**Assigned task:** Go over the entries below line by line, copying each one that contains the word "coords".

-- Data supplied follows --

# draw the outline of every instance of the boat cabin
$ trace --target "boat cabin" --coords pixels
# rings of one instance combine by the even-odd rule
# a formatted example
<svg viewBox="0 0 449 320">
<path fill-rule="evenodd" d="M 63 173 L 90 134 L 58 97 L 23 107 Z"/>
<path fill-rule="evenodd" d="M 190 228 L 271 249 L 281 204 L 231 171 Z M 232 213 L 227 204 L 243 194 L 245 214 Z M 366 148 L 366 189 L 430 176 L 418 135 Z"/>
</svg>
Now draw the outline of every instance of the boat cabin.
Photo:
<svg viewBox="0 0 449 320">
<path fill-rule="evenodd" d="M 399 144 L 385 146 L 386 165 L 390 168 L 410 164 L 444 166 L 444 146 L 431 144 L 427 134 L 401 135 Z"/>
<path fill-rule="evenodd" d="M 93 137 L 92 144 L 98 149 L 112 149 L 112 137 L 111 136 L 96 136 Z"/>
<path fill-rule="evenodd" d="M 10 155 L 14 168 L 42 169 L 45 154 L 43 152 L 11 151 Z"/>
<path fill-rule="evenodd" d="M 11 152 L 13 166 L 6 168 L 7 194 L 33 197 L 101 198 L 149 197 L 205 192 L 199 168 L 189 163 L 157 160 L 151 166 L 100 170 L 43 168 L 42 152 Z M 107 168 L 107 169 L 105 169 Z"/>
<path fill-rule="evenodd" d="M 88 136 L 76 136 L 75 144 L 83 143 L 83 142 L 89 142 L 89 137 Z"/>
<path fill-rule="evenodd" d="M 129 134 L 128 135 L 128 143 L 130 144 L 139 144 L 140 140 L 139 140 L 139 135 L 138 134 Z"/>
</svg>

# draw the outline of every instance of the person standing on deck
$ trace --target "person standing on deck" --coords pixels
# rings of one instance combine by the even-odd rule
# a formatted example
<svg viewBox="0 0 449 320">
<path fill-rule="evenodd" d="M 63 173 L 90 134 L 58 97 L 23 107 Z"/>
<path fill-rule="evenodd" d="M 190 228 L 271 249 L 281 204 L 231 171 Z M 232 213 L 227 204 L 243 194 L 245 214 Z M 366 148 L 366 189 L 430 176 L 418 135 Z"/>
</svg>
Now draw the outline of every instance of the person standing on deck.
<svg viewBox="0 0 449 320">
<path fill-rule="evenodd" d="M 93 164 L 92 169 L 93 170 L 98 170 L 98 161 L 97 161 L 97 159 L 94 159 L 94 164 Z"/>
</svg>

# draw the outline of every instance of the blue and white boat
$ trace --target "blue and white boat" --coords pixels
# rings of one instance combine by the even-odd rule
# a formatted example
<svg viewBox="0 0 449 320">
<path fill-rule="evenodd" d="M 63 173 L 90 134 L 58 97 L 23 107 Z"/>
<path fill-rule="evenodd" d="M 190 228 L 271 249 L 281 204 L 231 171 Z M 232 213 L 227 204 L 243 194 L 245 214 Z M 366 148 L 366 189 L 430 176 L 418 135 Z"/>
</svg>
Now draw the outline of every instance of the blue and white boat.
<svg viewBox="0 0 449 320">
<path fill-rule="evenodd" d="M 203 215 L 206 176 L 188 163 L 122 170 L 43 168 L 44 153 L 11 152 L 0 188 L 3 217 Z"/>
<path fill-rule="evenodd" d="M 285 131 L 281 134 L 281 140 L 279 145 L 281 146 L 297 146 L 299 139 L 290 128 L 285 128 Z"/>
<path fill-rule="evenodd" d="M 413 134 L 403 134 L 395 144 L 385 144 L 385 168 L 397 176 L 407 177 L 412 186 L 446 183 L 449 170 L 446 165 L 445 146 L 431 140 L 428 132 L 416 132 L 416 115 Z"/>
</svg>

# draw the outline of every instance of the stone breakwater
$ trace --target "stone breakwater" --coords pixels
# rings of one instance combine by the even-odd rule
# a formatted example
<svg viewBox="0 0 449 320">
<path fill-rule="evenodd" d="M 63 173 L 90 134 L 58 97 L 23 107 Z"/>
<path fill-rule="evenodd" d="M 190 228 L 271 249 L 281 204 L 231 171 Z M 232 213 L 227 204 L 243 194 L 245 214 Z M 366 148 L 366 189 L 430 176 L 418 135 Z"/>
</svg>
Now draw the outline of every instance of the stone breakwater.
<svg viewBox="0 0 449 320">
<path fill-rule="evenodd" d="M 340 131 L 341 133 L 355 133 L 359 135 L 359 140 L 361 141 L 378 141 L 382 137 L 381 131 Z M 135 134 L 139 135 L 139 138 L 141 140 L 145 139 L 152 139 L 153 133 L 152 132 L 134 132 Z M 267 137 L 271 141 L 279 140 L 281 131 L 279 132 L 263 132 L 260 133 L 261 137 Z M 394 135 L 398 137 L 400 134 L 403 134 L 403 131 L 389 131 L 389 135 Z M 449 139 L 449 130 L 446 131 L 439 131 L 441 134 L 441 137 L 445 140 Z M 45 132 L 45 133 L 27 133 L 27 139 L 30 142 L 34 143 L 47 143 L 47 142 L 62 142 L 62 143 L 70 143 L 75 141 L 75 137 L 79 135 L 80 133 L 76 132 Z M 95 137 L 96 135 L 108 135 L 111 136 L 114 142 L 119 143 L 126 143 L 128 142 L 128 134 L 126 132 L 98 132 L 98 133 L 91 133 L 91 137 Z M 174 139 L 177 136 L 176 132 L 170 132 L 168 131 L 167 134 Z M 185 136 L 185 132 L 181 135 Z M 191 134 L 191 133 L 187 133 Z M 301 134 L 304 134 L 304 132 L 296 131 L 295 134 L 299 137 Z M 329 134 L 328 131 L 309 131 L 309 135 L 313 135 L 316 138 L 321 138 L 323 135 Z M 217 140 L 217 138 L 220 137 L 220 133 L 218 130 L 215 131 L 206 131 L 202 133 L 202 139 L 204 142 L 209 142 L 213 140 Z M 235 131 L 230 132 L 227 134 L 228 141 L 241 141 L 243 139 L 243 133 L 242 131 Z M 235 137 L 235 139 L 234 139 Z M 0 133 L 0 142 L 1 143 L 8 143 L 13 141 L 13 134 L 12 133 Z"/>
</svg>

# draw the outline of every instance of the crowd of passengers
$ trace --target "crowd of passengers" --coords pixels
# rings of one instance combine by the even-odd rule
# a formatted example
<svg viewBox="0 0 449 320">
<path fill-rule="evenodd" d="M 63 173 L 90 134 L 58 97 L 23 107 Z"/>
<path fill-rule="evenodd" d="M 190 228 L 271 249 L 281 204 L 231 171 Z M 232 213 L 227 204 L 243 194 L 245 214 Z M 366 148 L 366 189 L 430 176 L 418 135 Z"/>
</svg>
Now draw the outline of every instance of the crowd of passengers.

-- Data supplied concluded --

**Answer area:**
$ trace --target "boat cabin" --coords pixels
$ trace --target "person standing on deck" --coords pixels
$ trace --target "blue and white boat" --coords pixels
$ trace --target "stone breakwater" --coords pixels
$ trace --target "crowd of passengers" --coords pixels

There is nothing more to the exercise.